• **Brief**
All of the data below is to be repeated exactly, except for the pictures.

• **Recorded data**
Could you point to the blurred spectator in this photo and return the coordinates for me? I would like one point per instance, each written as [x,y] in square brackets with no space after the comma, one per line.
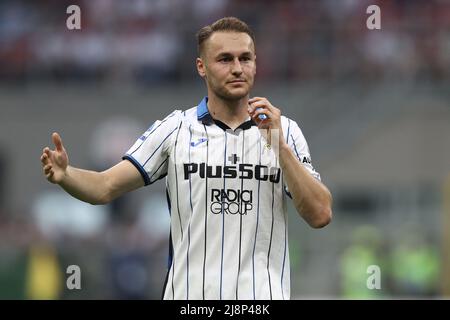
[145,41]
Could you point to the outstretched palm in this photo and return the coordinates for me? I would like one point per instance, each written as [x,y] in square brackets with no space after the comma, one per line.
[55,162]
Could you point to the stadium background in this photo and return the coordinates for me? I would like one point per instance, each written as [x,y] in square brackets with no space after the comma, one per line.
[373,105]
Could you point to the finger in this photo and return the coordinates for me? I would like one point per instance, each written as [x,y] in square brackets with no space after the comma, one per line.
[44,158]
[49,175]
[47,168]
[251,100]
[259,104]
[261,114]
[57,141]
[47,151]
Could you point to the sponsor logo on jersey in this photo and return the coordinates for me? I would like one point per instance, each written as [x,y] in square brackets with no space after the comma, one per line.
[230,201]
[241,171]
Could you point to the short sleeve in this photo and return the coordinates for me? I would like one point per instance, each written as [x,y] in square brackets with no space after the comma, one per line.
[150,153]
[299,146]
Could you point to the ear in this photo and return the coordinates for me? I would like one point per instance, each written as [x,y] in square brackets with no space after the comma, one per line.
[200,67]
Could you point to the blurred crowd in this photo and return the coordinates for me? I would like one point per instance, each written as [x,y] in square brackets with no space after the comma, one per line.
[149,42]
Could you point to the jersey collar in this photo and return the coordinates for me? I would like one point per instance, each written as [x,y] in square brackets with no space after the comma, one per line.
[205,117]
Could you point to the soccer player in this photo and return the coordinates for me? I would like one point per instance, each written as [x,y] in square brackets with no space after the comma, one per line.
[228,172]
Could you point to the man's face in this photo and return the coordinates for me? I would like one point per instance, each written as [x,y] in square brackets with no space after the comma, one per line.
[228,64]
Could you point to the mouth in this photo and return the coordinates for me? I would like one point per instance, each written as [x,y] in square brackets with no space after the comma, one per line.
[237,81]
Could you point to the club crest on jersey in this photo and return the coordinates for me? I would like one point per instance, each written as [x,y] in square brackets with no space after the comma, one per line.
[199,141]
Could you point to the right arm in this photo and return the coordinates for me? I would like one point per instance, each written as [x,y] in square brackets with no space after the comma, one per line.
[89,186]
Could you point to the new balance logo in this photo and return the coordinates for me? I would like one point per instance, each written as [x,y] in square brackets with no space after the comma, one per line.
[196,143]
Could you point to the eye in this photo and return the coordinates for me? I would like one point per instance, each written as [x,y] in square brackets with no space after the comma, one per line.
[225,59]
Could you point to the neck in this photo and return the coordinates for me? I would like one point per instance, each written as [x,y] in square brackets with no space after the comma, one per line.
[230,112]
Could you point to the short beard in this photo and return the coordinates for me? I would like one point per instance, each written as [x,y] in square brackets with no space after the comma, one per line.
[226,95]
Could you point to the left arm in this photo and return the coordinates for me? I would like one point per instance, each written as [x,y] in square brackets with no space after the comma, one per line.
[312,199]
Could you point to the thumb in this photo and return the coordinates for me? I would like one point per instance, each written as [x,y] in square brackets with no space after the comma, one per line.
[57,141]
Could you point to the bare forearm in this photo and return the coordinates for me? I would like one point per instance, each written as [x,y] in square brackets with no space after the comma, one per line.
[85,185]
[311,198]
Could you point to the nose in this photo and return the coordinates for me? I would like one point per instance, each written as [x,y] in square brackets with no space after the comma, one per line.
[236,67]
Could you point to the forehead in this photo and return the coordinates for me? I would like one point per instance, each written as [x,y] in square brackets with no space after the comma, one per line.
[231,42]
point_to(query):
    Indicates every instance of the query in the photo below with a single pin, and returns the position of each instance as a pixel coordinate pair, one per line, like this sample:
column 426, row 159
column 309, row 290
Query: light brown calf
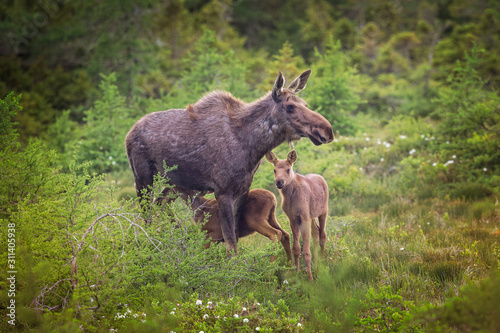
column 303, row 198
column 258, row 215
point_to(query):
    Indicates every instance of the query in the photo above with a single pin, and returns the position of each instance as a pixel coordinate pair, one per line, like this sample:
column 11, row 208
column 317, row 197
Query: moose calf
column 303, row 198
column 258, row 215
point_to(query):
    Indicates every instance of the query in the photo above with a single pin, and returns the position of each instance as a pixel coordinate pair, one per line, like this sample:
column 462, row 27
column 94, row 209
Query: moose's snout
column 327, row 135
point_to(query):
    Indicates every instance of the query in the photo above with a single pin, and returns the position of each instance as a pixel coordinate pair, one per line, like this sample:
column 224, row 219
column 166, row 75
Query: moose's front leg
column 227, row 221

• **Output**
Could you point to the blurred spectator in this photo and return the coordinates for me? I would like one point per instance, each written as [x,y] in square brackets with no space after the comma, one per line.
[145,41]
Could you point to the outstretched palm in this photo and return the coordinates for me? I would like one point per instance, each written as [x,y] in square brackets with no space after the comma, one per line.
[55,162]
Could you point to the stadium background in this photo and return the coordinates for me? I would like one point per instance, each written as [x,y] in square brackets with no space after the comma, one per line.
[373,105]
Could you point to the finger in this photo and return the coordinates for me? I would like one point per instance, each written as [x,y] in square brackets with no space after the comma, one per line.
[44,158]
[49,175]
[47,168]
[251,100]
[259,104]
[261,114]
[57,141]
[47,151]
Could you point to the sponsor logo on jersey in this photo and return the coordinates for me? I would like one point per instance, each written as [x,y] in square brackets with no space after the comma, one per line.
[230,201]
[241,171]
Could you point to the short sleeve in this photo and return the coordinates for me? I would like one point per instance, each written as [x,y] in square brackets with no space after the comma, one per line.
[150,153]
[299,146]
Could you point to the ear in this photo and return the coordinates for me? I would like one point per instance, each written as [x,y] in square brackets with no space after the comma, one per line.
[200,67]
Could you point to the blurred crowd in this photo and return the coordinates for me? I would like one point per instance, each written as [x,y] in square brackets with no space after the comma, one per line.
[149,42]
Could you point to the jersey collar in this photo and return the coordinates for me? I would like one point per instance, each written as [x,y] in square brackets with no space after the comma, one per line.
[205,117]
Could you point to the soccer player in this photo and return the coordinates for me? I would like one point per instance, each written as [x,y] in square brackets with no space after the comma, one per line.
[228,172]
Could you point to the man's face in this photo and return the coordinates for me? I would like one point per instance, each written as [x,y] in square brackets with no space after the comma, one per line.
[228,64]
Could you point to the mouth in this photo and return the coordinates for me? I would like one point per instance, each written as [x,y] in square brackets with no space after the comma, one per line.
[237,81]
Could you point to the club crest on jersey in this photo and return the coordinates for me? I would like one point per instance, each written as [x,y] in square brackets with no space after the comma, one per line.
[199,141]
Could you point to the right arm in this photo and return the coordinates for me? I would like one point per instance, each written as [x,y] in square brackets with no space after the comma, one per line.
[89,186]
Could you point to the new balance logo in this photo and return the coordinates for me? I would like one point per instance, each written as [x,y] in square brackets with no space after the comma, one per line.
[196,143]
Could you point to the eye in this photo and return the coordinates for me? I would like one point per instance, each written as [x,y] in square brackets with no space after the comma, one per line.
[225,59]
Could you point to the neck in this photo and return the coordinates for me? I would like one point per instance, each written as [x,y] in square brackets with no space after the comma, one per line.
[230,112]
Could you point to the short beard in this photo and return the coordinates for me? I would like one point per instance, each written as [x,y] in square brackets with no space after the comma, one per line.
[226,95]
Could you point to the left arm in this photo and return the coordinates for me? I would like one point per instance, each written as [x,y] in square brackets with no space after the comma, one per line.
[312,199]
Could you point to the thumb in this photo and return the coordinates for me? I would like one point per instance, each written as [x,y] in square brackets with no space after the comma, one per line.
[57,141]
Could you point to the bare forearm in this photo and return the coordinates for me? I would like one point per instance, each written as [x,y] in square brackets with no space after the comma, one per line.
[85,185]
[311,198]
Could you point to the nose in this photo and return the coordinates for me? I would like one point per instance, each written as [x,y] in square brackets with no space after the comma, one per line.
[236,67]
Could you point to the forehead in this photo and return the coordinates for me? I would like one point per instance, each written as [x,y] in square brackets with no space after the comma, one per line.
[231,42]
point_to(query):
    Indicates every instance of the query in the photo below with a single pin, and returns the position of each instance as a pixel coordinate pair, one per line, like this sample:
column 426, row 159
column 309, row 290
Query: light brown calf
column 303, row 198
column 258, row 215
point_to(query):
    Indicates every instance of the query in the photo above with a single pin, and returns the position of each instance as a pixel coordinate pair, one per line, like this sample:
column 11, row 208
column 317, row 197
Query: moose calf
column 303, row 198
column 258, row 215
point_to(query):
    Indicates every instance of the query in the photo above with a single pin, and returns the position of each instance as a pixel coordinate pair, one per line, like this sample:
column 462, row 27
column 94, row 209
Query: moose's snout
column 327, row 135
point_to(query):
    Indicates every instance of the query in the photo above with a single pin, and returns the position of each instance as a pixel coordinate pair, one per line, like this sample:
column 224, row 219
column 166, row 75
Query: moose's front leg
column 227, row 221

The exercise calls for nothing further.